EXERCISE DESCRIPTION: In full and word for word, copy the records that follow.

Dataset excerpts:
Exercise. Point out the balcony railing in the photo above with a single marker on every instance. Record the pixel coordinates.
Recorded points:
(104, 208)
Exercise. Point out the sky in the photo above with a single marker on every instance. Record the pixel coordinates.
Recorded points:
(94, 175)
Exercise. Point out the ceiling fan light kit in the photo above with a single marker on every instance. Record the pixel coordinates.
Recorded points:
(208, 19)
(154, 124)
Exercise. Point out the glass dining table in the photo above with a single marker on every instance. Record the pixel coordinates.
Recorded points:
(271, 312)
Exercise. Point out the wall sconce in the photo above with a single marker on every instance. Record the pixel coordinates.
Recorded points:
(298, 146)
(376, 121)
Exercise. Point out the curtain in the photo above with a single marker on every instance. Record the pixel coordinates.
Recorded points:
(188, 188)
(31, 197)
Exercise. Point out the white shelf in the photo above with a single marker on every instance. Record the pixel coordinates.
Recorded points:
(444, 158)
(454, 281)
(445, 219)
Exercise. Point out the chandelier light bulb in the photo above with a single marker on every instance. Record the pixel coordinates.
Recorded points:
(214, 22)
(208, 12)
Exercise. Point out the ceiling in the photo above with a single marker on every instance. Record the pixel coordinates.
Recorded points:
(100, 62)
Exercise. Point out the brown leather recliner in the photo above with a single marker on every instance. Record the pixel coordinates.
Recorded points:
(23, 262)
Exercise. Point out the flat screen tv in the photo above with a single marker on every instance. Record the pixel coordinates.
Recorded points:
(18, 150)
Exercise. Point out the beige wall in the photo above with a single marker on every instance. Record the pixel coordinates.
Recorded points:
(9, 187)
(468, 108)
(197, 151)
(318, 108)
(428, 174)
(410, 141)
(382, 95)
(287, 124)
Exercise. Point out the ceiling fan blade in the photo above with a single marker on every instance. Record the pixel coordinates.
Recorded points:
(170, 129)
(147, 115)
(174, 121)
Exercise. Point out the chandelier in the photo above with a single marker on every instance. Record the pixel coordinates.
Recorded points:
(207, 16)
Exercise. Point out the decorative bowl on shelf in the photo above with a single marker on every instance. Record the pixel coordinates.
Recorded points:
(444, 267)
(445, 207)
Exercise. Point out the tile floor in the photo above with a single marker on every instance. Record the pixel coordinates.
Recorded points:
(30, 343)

ANSWER BELOW:
Exercise. Point out the balcony railing in the photo above with a single marker on every instance. Record the pixel coordinates.
Recorded points:
(104, 208)
Exercise. Point out the sky in the photo above with a single marker on every instance. Record the pixel coordinates.
Recorded points:
(94, 175)
Exercise. Point out the ceiling fan light kit in the photo above with a single marker on every instance. Record the pixel coordinates.
Recorded points:
(208, 19)
(154, 124)
Exercise. Point out the glass dining table in the photo above with a single marker on every instance. Record the pixel coordinates.
Recorded points:
(271, 312)
Exercise. Point out the wall sconce in the photo above with a single marker on every instance. Record the pixel coordinates.
Recorded points:
(298, 146)
(376, 121)
Exercise. Point out the curtain in the photo above with a single marker on every instance. Record the pixel coordinates.
Recorded points:
(188, 188)
(31, 197)
Exercise. Point out the white shelf in the photo above with a single marker on every instance. Record the pixel coordinates.
Recorded points:
(444, 158)
(454, 281)
(445, 219)
Exercise. Point out the chandelier light bulb in the photo above with a single marker on every instance. Record the pixel coordinates.
Recorded points:
(214, 22)
(208, 12)
Exercise. Point out the ceiling in the photo above with a single marker on every instance. Record the pixel coordinates.
Recorded points:
(100, 62)
Exercise. Point out the brown leather recliner in the photo above with a single marker on every instance. Record the pixel coordinates.
Recorded points:
(23, 262)
Exercise. Point out the flat screen tv in the photo above with a single marker on every instance. Record the pixel coordinates.
Recorded points:
(18, 150)
Exercise. Point out the beige wall in the photo above with a single marker on every instance. Record the pixel coordinates.
Recorded points:
(9, 187)
(468, 108)
(197, 151)
(318, 108)
(428, 174)
(410, 141)
(382, 95)
(287, 124)
Exercise. Point out the ceiling fan blade in the photo above with a single marker on every instance. Record the pixel coordinates.
Recorded points:
(170, 129)
(147, 115)
(174, 121)
Exercise. Point out the chandelier in the photo above with a single marker on every instance. Record the pixel coordinates.
Recorded points:
(207, 16)
Exercise. Point out the decorative bowl on shelf in the photo above with a single marker on every instance. Record the pixel coordinates.
Recorded points:
(444, 267)
(445, 207)
Exercise. Point out the tile floor in the photo above with a single marker on every instance. Record the pixel coordinates.
Recorded points:
(30, 343)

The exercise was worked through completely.